§ **TASK INSTRUCTIONS**
Write the next part of the concert review of Juraj Valčuha conducting the National Symphony Orchestra, picking up right after its final sentence.

━━━ TEXT SEGMENT

Valčuha shows a deft touch with NSO

Fri Oct 07, 2016 at 10:58 am
Juraj Valčuha conducted the National Symphony Orchestra Thursday night.

Juraj Valčuha conducted the National Symphony Orchestra Thursday night.

In a continuing series this season, “Shakespeare at the Symphony” the National Symphony Orchestra is presenting music inspired by the Bard’s words. This week’s program of three rarely heard examples by Korngold, Dvořák, and Strauss featured the return of Juraj Valčuha, heard last night in the Kennedy Center Concert Hall. The brilliant young Slovakian conductor, who takes over this month as the music director of the Teatro di San Carlo in Naples, also led a performance of Beethoven’s Piano Concerto No. 1 with Emanuel Ax as soloist.

As with last week’s program, scenes from Shakespeare plays shared the stage with the orchestra in the second half. Before the downbeat of the suite from Korngold’s incidental music to Much Ado about Nothing, Washington-based actors Naomi Jacobson and Craig Wallace interrupted with a brief scene of bickering between Beatrice and Benedick from the play. It was a diverting lead-in to the boisterous fun of Korngold’s overture, which Valčuha shaped confidently in dynamics and rubato.

━━━━━━
━━━ RAW RECORDS

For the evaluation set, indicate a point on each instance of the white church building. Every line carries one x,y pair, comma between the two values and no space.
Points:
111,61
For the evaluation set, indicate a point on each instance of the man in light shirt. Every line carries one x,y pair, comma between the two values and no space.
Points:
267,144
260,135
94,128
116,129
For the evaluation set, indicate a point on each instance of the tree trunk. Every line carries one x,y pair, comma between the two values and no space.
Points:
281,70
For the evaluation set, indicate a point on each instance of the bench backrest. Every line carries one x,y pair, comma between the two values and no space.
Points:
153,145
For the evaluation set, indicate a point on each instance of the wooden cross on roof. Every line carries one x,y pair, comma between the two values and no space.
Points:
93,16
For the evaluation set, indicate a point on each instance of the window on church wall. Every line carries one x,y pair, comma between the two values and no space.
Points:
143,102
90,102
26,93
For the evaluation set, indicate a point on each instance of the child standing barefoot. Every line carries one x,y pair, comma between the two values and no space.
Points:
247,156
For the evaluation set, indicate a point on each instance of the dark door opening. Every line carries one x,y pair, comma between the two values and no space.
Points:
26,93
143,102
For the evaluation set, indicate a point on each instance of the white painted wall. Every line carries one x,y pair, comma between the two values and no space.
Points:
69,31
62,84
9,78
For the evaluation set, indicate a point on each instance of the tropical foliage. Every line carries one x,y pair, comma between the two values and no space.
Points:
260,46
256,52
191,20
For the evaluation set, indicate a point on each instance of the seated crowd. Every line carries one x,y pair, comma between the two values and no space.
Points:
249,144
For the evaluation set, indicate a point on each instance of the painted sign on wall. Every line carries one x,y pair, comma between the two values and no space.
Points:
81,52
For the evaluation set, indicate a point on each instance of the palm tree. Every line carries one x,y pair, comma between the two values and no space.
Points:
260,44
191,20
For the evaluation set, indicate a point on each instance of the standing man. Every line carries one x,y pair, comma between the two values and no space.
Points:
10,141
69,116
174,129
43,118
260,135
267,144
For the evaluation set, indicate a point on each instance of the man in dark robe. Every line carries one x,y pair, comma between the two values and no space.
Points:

━━━━━━

§ **WRITTEN REPLY**
The 21-year-old Korngold composed this charming music for performances of the play in Vienna in 1920. The military march for the night watch of Dogberry and Verges was comically inebriated, and principal horn player Abel Pereira made easy work of the challenging solos in the “Masquerade.” The saccharine “Intermezzo” and the kitschy glockenspiel glissandi in “Masquerade” are a good demonstration of Korngold’s mastery of Straussian harmony and sentimental Viennese melody, which became the template for his work as a film composer in Los Angeles. The NSO even included the part for harmonium, which came to the fore, steeped in nostalgia, in the second movement.

Tragedy was the focus of the other two Shakespeare-inspired works. Wallace’s recitation of the “It is the cause?” speech from the end of Othello introduced Dvořák’s dramatic concert overture on that work. Luscious string playing, delicate and soft as silk, contrasted with the menace of the jealous theme that rumbles throughout the work. The composer used the same melody in a set of three overtures (Carnival and In Nature’s Realm. were the others) he titled “Nature, Life and Love.” Othello is the last of the three pieces, and one may hear it as representing death.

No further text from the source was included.